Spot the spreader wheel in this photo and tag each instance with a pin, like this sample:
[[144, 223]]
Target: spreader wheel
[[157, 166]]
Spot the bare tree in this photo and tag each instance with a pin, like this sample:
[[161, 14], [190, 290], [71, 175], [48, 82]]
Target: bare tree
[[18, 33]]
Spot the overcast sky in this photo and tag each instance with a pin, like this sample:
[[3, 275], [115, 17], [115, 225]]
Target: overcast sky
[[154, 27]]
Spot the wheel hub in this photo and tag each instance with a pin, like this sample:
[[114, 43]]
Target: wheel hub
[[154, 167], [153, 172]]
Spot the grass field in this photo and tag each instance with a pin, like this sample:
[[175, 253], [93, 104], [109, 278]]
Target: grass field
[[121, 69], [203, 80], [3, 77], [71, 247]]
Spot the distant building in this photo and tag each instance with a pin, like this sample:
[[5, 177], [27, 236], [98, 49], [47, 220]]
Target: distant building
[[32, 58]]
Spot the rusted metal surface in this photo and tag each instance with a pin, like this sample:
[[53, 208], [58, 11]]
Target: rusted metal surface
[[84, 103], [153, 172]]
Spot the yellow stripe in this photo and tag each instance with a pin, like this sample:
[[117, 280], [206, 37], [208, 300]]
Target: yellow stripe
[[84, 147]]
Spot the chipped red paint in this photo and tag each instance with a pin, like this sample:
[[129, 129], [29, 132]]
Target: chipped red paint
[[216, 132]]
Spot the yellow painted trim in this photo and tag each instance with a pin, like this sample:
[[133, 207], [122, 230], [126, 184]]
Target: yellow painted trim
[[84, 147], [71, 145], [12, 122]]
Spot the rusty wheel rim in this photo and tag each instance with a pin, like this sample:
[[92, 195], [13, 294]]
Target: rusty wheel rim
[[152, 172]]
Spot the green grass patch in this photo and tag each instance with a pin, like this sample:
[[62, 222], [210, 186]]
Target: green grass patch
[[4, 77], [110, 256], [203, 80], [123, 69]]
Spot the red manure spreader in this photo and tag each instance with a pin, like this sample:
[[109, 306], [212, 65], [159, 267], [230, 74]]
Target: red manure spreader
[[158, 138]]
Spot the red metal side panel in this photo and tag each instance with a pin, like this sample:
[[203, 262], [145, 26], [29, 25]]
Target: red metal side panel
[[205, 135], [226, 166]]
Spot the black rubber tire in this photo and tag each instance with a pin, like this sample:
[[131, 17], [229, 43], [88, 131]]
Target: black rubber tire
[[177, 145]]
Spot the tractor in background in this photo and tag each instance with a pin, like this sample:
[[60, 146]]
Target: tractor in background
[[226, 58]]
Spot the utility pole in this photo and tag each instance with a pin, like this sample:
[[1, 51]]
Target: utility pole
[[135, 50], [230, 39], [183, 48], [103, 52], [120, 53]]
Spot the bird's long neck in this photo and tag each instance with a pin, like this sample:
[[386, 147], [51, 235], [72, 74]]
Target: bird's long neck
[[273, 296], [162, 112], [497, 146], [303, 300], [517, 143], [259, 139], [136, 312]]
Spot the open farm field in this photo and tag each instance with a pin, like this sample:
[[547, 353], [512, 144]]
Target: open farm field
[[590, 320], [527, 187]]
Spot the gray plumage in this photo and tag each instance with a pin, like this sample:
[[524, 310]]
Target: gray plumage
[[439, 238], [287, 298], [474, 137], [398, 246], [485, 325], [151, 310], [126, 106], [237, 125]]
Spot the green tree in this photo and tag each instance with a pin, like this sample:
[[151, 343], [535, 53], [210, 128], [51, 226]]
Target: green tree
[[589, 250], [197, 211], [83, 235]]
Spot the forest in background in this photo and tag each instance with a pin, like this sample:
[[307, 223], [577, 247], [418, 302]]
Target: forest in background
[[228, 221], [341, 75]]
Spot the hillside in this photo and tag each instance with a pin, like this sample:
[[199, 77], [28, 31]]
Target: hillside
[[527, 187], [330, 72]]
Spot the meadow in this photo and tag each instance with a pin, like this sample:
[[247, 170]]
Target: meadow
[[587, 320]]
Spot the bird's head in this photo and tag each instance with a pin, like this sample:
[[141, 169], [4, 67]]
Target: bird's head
+++
TASK STATEMENT => Rewrite every one of the items above, replacing "tag each instance" with "mark every instance" wherever it occurs. Leave all other text unchanged.

TASK RESPONSE =>
Spot the spreader wheel in this photo and mark every instance with a pin, like this sample:
[[144, 223]]
Target: spreader wheel
[[157, 166]]
Spot the bare tree in this photo and mark every instance with a pin, like this sample:
[[161, 14], [190, 290], [71, 175], [48, 82]]
Target: bare tree
[[18, 33]]
Spot the overcast sky in this photo and mark every instance with a pin, like this sample:
[[3, 275], [115, 17], [115, 225]]
Target: overcast sky
[[154, 27]]
Spot the wheel hub in this photo and mark every instance with a pin, like this sample:
[[114, 43]]
Target: wheel hub
[[154, 167], [153, 172]]
Spot the grass field in this photo and mark every instance with a pin, like this sample:
[[175, 253], [93, 104], [109, 278]]
Target: grass field
[[121, 69], [203, 80], [3, 77], [71, 247]]
Spot the distant building in this photo and mark every instance with a pin, like this sample:
[[5, 177], [27, 236], [98, 49], [47, 220]]
Target: distant building
[[32, 58]]
Spot the rusted metal surface in this photo and mark every instance with a pin, like this sample:
[[53, 208], [58, 11]]
Target: rusted metal surface
[[84, 103], [153, 172]]
Spot the yellow stripe in this photo and mark every instance with a pin, like this sample:
[[117, 280], [206, 37], [208, 300]]
Target: yellow stripe
[[84, 147]]
Spot the chipped red paint in this photo and mark every instance with a pin, like this sample:
[[129, 129], [29, 132]]
Target: chipped red paint
[[216, 132]]
Spot the yellow painted trim in this photo and mark every instance with a pin, like this sample:
[[133, 207], [122, 230], [126, 184]]
Target: yellow painted trim
[[84, 147], [71, 145], [12, 122]]
Spot the rusty wheel rim in this photo and mark every instance with a pin, like this sample:
[[92, 195], [13, 294]]
Target: rusty wheel rim
[[152, 172]]
Spot the green grass patch in this photo and mark every instance with a pin, like this sample:
[[62, 222], [210, 186]]
Target: green grass patch
[[4, 77], [110, 256], [203, 80], [123, 69]]
Spot the red manure spreader in this photo and mark every instance with a pin, like this sample:
[[109, 306], [212, 65], [159, 267], [230, 74]]
Target: red manure spreader
[[158, 138]]
Spot the red metal side panel in this photo and mark every instance with a pin, like this sample:
[[203, 262], [145, 26], [29, 25]]
Target: red metal side panel
[[205, 135], [226, 166]]
Spot the black rubber tire in this photo and mark every instance with a pin, like this sample:
[[131, 17], [229, 43], [88, 131]]
Target: black rubber tire
[[177, 145]]
Spot the tractor in background in this photo and mark every instance with a pin, like this sample:
[[60, 146]]
Target: tractor in background
[[226, 58]]
Spot the utility pole in this photo and mark every instance with a pin, like this sample:
[[1, 51]]
Target: utility pole
[[135, 50], [230, 39], [183, 48], [103, 52], [120, 53]]
Spot the bird's long neck in this photo and mark every instance with a pin, like this sample:
[[386, 147], [51, 235], [72, 74]]
Target: bird's long neck
[[273, 296], [162, 112], [497, 146], [303, 300], [517, 143], [259, 139], [136, 312]]
Spot the open farm field in this photo and mark every instance with a pin, like this sample:
[[547, 353], [512, 144]]
Target: open farm field
[[590, 320], [527, 187]]
Spot the gray plumage in this photo and mark every instance with a pin, like this sample:
[[524, 310]]
Target: gray plumage
[[439, 238], [287, 298], [474, 137], [398, 246], [485, 325], [151, 310], [126, 106], [237, 125]]
Spot the green tree in this photo and mark every instance with a pin, like this sample:
[[151, 343], [535, 53], [210, 128], [51, 226]]
Target: green tree
[[589, 250], [197, 211], [83, 235]]
Spot the forest in background in this photo and mark every instance with a pin, like this sample:
[[307, 223], [577, 247], [418, 302]]
Target: forest in background
[[228, 221], [341, 75]]
Spot the hillside in this photo and mark every instance with a pin, like this sample:
[[199, 77], [28, 31]]
Target: hillside
[[527, 187], [330, 72]]
Spot the meadow in this photo and mark every instance with a pin, like this sample:
[[247, 170]]
Target: meadow
[[587, 320]]
Spot the bird's head in this photo and mark every instance with a pin, like this sample:
[[141, 169], [4, 67]]
Target: bird's head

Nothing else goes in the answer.